__Exercise prompt__:
Nothing other than the lines from the one containing "point: the dark wooden" through the close of the entries below should be printed, each exactly.

__Extracted entries__:

□ □ □ □ □

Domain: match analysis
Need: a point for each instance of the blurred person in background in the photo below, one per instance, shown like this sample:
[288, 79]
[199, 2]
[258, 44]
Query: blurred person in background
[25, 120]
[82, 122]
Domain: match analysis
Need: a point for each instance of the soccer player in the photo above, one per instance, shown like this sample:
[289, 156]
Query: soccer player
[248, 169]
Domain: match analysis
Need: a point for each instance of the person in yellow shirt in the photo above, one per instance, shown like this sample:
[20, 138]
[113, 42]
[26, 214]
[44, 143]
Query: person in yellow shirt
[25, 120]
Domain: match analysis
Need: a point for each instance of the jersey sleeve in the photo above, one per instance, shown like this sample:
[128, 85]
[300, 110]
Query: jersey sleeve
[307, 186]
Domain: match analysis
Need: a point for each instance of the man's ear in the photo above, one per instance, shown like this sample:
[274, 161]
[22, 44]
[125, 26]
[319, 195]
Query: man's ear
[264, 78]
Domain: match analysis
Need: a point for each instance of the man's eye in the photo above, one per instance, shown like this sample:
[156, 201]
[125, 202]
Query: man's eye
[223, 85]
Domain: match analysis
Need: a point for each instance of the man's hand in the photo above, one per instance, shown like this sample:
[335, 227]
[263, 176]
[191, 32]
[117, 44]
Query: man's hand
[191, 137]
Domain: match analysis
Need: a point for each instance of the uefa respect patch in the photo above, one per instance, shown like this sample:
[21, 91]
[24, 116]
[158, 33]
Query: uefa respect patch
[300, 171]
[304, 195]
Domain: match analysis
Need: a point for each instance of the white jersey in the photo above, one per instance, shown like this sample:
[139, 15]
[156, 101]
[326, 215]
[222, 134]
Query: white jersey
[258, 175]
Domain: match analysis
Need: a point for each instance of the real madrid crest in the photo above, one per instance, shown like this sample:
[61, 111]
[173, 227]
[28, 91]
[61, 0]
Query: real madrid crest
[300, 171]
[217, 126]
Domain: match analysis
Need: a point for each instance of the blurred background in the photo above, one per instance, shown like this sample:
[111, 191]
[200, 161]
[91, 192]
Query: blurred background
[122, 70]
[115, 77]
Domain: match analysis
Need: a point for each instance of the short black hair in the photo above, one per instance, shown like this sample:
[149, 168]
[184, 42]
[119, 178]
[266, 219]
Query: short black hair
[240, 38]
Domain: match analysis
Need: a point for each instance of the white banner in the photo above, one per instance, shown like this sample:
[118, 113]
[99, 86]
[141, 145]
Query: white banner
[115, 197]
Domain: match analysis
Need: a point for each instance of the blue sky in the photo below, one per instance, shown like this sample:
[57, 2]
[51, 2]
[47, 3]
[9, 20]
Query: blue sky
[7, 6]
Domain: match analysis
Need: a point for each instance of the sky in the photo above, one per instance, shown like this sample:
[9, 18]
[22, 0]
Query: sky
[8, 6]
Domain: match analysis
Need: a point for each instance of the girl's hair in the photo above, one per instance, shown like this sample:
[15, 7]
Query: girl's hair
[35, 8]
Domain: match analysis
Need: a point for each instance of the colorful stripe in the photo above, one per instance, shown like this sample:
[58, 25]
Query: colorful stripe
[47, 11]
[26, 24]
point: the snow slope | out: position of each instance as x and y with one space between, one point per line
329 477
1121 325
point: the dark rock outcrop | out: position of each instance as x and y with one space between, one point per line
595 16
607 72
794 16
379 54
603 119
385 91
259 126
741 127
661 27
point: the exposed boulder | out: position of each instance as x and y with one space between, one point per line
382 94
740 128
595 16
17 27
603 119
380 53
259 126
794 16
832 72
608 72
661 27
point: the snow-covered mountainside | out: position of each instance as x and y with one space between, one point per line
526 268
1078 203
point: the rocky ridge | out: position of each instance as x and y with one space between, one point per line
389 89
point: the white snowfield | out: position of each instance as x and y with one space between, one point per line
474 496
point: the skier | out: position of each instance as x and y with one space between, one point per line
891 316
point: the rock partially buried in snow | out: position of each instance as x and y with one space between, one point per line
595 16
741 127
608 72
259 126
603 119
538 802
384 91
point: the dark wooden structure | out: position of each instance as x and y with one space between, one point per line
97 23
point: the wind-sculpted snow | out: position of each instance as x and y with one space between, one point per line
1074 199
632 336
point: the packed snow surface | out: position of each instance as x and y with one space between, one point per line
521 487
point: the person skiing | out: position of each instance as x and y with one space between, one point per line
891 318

□ □ □ □ □

__Output of the task__:
point: the dark wooden structure | out: position of each instance as x and y with one space between, one point per line
97 23
point: the wind-sculpted snow | out: position of each instance as x and y with one space between, one point per line
1074 199
632 336
point: the packed snow surface | out: position of each instance as x and y with one space between, one point per line
521 487
point: the person skiing | out: position of each instance as x and y with one space between, one point per line
891 318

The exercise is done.